任务详情
请用两句话概括下面这篇关于奶牛接苹果的题目描述。

正文

POJ-2385 Apple Catching（动态规划）¶

Description¶

It is a little known fact that cows love apples. Farmer John has two apple trees (which are conveniently numbered 1 and 2) in his field, each full of apples. Bessie cannot reach the apples when they are on the tree, so she must wait for them to fall. However, she must catch them in the air since the apples bruise when they hit the ground (and no one wants to eat bruised apples). Bessie is a quick eater, so an apple she does catch is eaten in just a few seconds.

Each minute, one of the two apple trees drops an apple. Bessie, having much practice, can catch an apple if she is standing under a tree from which one falls. While Bessie can walk between the two trees quickly (in much less than a minute), she can stand under only one tree at any time. Moreover, cows do not get a lot of exercise, so she is not willing to walk back and forth between the trees endlessly (and thus misses some apples).

Apples fall (one each minute) for T (1 <= T <= 1,000) minutes. Bessie is willing to walk back and forth at most W (1 <= W <= 30) times. Given which tree will drop an apple each minute, determine the maximum number of apples which Bessie can catch. Bessie starts at tree 1.

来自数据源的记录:

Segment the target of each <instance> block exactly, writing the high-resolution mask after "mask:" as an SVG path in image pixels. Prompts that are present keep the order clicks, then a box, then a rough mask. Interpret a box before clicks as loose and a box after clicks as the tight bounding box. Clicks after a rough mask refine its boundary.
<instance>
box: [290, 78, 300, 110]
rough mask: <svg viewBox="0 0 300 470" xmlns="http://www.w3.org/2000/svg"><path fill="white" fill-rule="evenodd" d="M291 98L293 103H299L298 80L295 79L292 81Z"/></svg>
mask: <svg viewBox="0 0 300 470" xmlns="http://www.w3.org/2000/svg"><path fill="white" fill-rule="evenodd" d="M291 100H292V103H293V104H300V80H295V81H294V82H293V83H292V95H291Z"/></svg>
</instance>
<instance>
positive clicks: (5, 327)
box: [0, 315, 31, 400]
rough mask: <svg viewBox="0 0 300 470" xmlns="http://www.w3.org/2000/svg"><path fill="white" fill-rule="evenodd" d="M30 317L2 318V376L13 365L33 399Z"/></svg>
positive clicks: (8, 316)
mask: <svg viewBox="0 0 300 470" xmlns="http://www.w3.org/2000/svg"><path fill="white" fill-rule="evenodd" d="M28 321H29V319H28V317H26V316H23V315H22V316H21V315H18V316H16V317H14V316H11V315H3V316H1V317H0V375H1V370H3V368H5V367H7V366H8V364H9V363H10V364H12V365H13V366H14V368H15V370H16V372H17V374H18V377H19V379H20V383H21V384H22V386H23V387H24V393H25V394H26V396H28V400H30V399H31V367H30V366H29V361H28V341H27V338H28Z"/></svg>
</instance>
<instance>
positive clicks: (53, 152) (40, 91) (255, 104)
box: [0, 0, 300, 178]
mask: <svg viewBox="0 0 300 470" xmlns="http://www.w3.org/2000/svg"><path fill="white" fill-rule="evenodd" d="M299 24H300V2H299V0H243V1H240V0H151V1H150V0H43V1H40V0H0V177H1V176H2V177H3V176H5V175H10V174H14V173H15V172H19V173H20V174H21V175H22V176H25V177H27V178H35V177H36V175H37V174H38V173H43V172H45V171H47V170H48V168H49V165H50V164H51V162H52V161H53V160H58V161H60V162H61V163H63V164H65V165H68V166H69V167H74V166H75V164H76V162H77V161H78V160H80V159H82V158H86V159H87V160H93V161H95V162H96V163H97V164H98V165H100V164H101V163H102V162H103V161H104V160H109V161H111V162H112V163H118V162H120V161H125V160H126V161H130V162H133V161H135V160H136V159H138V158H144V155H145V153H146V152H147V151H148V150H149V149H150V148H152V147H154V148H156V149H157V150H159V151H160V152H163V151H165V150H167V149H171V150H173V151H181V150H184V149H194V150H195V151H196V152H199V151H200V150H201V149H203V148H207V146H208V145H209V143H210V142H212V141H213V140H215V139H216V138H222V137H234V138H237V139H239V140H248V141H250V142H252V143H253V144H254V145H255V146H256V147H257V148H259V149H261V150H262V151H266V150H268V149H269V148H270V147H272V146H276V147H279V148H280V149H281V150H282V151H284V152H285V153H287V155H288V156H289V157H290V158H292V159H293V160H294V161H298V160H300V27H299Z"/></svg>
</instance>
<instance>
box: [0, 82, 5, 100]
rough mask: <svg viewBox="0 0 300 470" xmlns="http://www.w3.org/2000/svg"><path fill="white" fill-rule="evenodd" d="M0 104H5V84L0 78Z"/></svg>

作答区
农夫约翰的田里有两棵苹果树，每分钟其中一棵会掉下一个苹果，Bessie 必须站在那棵树下才能在空中接住苹果，她能在两棵树之间快速走动，但任何时刻只能站在一棵树下。苹果共掉落 T 分钟，Bessie 最多愿意来回走 W 次，且从 1 号树出发，题目要求根据每分钟掉苹果的树，求出她最多能接到多少个苹果。